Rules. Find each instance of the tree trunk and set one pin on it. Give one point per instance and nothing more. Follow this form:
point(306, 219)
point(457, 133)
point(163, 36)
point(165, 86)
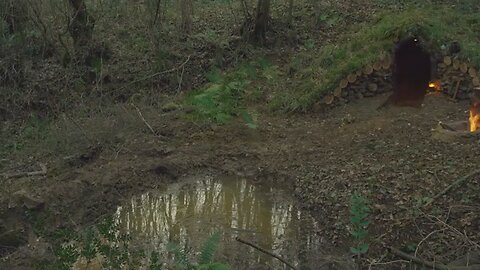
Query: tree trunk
point(186, 12)
point(15, 15)
point(81, 27)
point(261, 21)
point(290, 12)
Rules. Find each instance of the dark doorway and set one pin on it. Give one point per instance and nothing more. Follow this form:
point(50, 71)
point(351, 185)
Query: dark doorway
point(412, 69)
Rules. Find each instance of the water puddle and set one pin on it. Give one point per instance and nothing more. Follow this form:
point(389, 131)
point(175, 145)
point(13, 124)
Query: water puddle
point(188, 214)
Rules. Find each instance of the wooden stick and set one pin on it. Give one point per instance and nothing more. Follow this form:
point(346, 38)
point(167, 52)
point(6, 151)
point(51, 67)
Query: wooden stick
point(145, 121)
point(454, 184)
point(432, 265)
point(43, 171)
point(265, 251)
point(156, 74)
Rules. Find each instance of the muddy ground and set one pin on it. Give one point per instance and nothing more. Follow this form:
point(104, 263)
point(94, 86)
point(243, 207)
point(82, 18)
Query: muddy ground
point(394, 157)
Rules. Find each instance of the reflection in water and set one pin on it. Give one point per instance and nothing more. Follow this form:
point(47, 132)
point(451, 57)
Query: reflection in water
point(188, 214)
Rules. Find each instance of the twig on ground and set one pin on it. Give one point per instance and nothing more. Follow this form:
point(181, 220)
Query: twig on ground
point(466, 238)
point(145, 121)
point(43, 171)
point(156, 74)
point(454, 184)
point(265, 251)
point(433, 265)
point(425, 238)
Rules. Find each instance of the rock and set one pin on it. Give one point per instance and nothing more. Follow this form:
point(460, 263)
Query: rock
point(22, 198)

**Aim:** Repeat the entries exactly and keep the pictures out of the copy.

**Full solution:**
Rules. Find each instance of the tree trunk and set one pin on it. Give one point per instance and nothing more. Follow this form:
point(306, 219)
point(457, 133)
point(163, 36)
point(165, 86)
Query: tree trunk
point(186, 12)
point(15, 15)
point(81, 27)
point(261, 21)
point(290, 12)
Rules. Find each instance of the dark doorway and set one pin on it. Give one point per instance and nothing more. Follow this form:
point(50, 71)
point(351, 185)
Query: dark doorway
point(412, 69)
Rules. Find each instance of the water puddle and set one pin on it. Give one point per instance and nothing more. Follow this form:
point(389, 131)
point(175, 145)
point(13, 124)
Query: water puddle
point(188, 214)
Rules. Find each instance of the wooden stick and set one pin on it. Give one point per instance and nothing more. Follow this form:
point(346, 38)
point(167, 52)
point(6, 151)
point(51, 67)
Query: wooden stick
point(145, 121)
point(454, 184)
point(432, 265)
point(43, 171)
point(265, 251)
point(156, 74)
Rules. Find each instance of the muddy ground and set one pin on it. Give one point per instance and nothing more. Follow this form:
point(104, 263)
point(94, 86)
point(243, 207)
point(82, 18)
Query: muddy ground
point(394, 157)
Rules. Find each instance of the reflection in water and set one pin on it. Give one point per instance and nothing more. Follow this form:
point(47, 132)
point(451, 57)
Query: reflection in water
point(188, 214)
Rules. Find each instance of the twig on ground and set one pin on it. Give one point per instance and nothing more. Follow this form:
point(181, 220)
Query: twig on ground
point(466, 238)
point(145, 121)
point(43, 171)
point(156, 74)
point(454, 184)
point(265, 251)
point(433, 265)
point(425, 238)
Rules. Find each instance of the rock and set one pin on it. Give one point per instance and nothing more. Follow this form:
point(460, 263)
Query: rock
point(22, 198)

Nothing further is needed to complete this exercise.